Excerpt provided:
****************************************
Money People Technology

An Appleless future

It is time to buy new computers.

My desktop Windows computer is a 4+ year old Dell laptop with a burnt out LCD that I hook up to an external monitor. It’s running Windows XP, and could potentially be upgraded to Windows 7, but only with much wailing and gnashing of teeth.

My laptop is the last of the PowerPC PowerBooks running Leopard, since Snow Leopard only runs on the Intel machines. I’ve had to replace the Airport card, and the hard drive, but both were covered under warranty. The keyboard is starting to get mushy, but still works. The real problem is the growing lack of support for the old PowerPC architecture.

If July royalties go well, then I’ll look at replacing at least one, possibly both. When I do, though, I won’t be replacing either with an Apple computer.

Why an Apple-free future? One reason is cost: I can replace both my desktop and laptop with good, relatively powerful Windows machines for the cost of one 13 inch Macbook Pro. The days of having money to burn for “sexy” machines are over—now I want solid machines with good software support that are competitively priced.

Another reason to move from Mac back to Windows is I don’t need a Mac. All of the applications I use have a Windows-based version. I stopped using MacPorts a while back when I got tired of the continuous round of upgrades. I don’t run a web server on my home machines anymore, doing all my development out at my web site. Besides, you can run a web server on a Windows machine as easily as a Mac.

Ease of use isn’t an issue for me, as I’m comfortable with both environments. I haven’t tried Windows 7 but whatever quirks it has, I’ll learn and adapt. I used to be able to work with DOS and the old VAX/VMS—I can handle a new operating system.

Security used to be a big reason to stay with the Mac, but nowadays Apple is as much of a target as Windows. Besides, most security problems arise because of applications, and cross OS boundaries. Relying on using a lesser used OS to protect you from problems isn’t an effective approach: a secure system is 95% common sense, 5% other. So, save some money and use common sense.
****************************************
Information provided:
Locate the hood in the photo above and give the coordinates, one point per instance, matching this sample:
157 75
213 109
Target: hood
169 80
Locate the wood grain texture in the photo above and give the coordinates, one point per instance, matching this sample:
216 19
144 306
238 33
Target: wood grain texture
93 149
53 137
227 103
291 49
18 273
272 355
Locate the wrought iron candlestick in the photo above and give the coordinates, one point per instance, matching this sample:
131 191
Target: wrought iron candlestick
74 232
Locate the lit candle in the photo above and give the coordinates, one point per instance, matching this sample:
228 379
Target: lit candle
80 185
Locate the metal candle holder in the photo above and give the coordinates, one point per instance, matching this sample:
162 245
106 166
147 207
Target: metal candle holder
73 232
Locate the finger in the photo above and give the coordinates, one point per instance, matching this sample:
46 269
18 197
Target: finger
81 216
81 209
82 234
****************************************
Task instructions:
1) In the post about an Apple-free future, what operating system runs on the Windows desktop?
2) Do these statements agree with the post about an Apple-free future? (a) The Airport card and hard drive in the PowerBook were replaced under warranty. (b) A web server still runs on the home machines. (c) Windows 7 has already been tried out. Answer yes or no for each and quote the deciding words.
3) Resume the post about an Apple-free future after its last sentence.
The rows have nothing to do with what follows.

Task answers:
1) Windows XP.

2)
(a) Yes: "I’ve had to replace the Airport card, and the hard drive, but both were covered under warranty."
(b) No: "I don’t run a web server on my home machines anymore"
(c) No: "I haven’t tried Windows 7"

3)
My Photoshop installation is CS3 on the Mac, but supposedly I can cross-grade my license, and swap it for a Windows license. If I have spare change from buying a new machine (i.e., you all buy more of my books) I’ll upgrade to CS5, and cross-grade the license to Windows. If Adobe doesn’t let me port my license to Windows, well, then it’s time to move all of my graphics work to GIMP. Besides, I primarily like Photoshop because I like Adobe Bridge for editing metadata and viewing my images. There are alternatives.

A last reason for not staying with Apple is I’m tired of the company. I’m tired of hearing about it. I’m tired of seeing people in line, waiting for a phone. I’m weary of the Apple cult, Apple lawsuits, Apple prototypes, Apple mystic, and stark black and white.

I am no longer enamored of devices where form takes precedence over function. What other manufacturer could get away with providing devices where you can’t replace the batteries?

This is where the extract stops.